BALTIMORE (WJZ) -- Police Commissioner Michael Harrison on Monday attributed Baltimore's crime to a cultural issue that he needs local communities to help him break. 

His explanation for the recent violent crime trend comes after 13 people were shot across the city over the weekend. 

Seven of them were killed. 

But those numbers mean more in the communities where the violence is happening. 

People say each number turned into a trauma they're forced to endure simply because they live in Baltimore. 

"I screamed: duck," a South Baltimore resident said.

That was how she reacted to the bullets that went flying outside of her window in broad daylight Saturday at around 4 p.m. 

"My blinds were open, the bullet could have come through my window," she said.

After the gunshots stopped, the woman said she ran outside and found Marvin Pryor lying on the sidewalk. She said she could tell he was dead. 

Pryor was 20 years old when he died—the youngest among seven men who were shot and killed over the weekend. 

"This has nothing to do with anything we did or failed to do," Harrison said. "This is a result of a culture of violence. 

He addressed the city's residents and said the police can't do it without them. 

Hours after Pryor's death, a mass shooting in Northwest Baltimore killed three young men and injured a 73-year-old man. 

Police are now reviewing video footage and looking at potential persons of interest but, Harrison added, there's more at play. 

"It's conflict resolution and people are then retaliating using the same method of conflict resolution which is gun violence," he said. 

But that violence creates trauma in the community in which it occurs.

The woman who found Pryor's body said she can't go back inside her apartment.

"I can't open my blinds," she said. "If I open my blinds, I see that young man." 

Today, at 8:28 p.m., officers found a 35-year-old man with a gunshot wound at a local hospital.

They later learned that he had been shot in the 2900 block of Stranden Road, which is in the same neighborhood where Pryor died.

Maryland Metro Crime Stoppers is offering as much as $8,000 for any information regarding Pryor's case.

• Supplied data
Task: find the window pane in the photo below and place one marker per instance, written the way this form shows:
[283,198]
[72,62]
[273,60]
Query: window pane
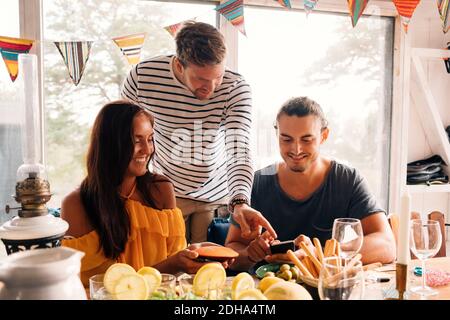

• Work instruction 1
List every age given in years for a person in the Baltimore crime article, with the person each one belongs to.
• Work instruction 2
Rewrite the part of the Baltimore crime article starting with "Hours after Pryor's" and going on through "inside her apartment.", changing "Northwest Baltimore" to "West Baltimore".
• Work instruction 3
Decide whether each statement agrees with the Baltimore crime article. Answer yes or no, and quote the words that decide it.
(a) Thirteen people were shot in the city over the weekend.
(b) The gunfire outside the South Baltimore resident's window happened at night.
(c) Maryland Metro Crime Stoppers is offering up to $10,000 for information about Pryor's case.

• Response 1
- 20: Marvin Pryor
- 73: the man injured in the Northwest Baltimore mass shooting
- 35: the man officers found with a gunshot wound at a local hospital

• Response 2
Hours after Pryor's death, a mass shooting in West Baltimore killed three young men and injured a 73-year-old man. 

Police are now reviewing video footage and looking at potential persons of interest but, Harrison added, there's more at play. 

"It's conflict resolution and people are then retaliating using the same method of conflict resolution which is gun violence," he said. 

But that violence creates trauma in the community in which it occurs.

The woman who found Pryor's body said she can't go back inside her apartment.

• Response 3
(a) Yes: "13 people were shot across the city over the weekend"
(b) No: "in broad daylight Saturday at around 4 p.m."
(c) No: "as much as $8,000 for any information regarding Pryor's case"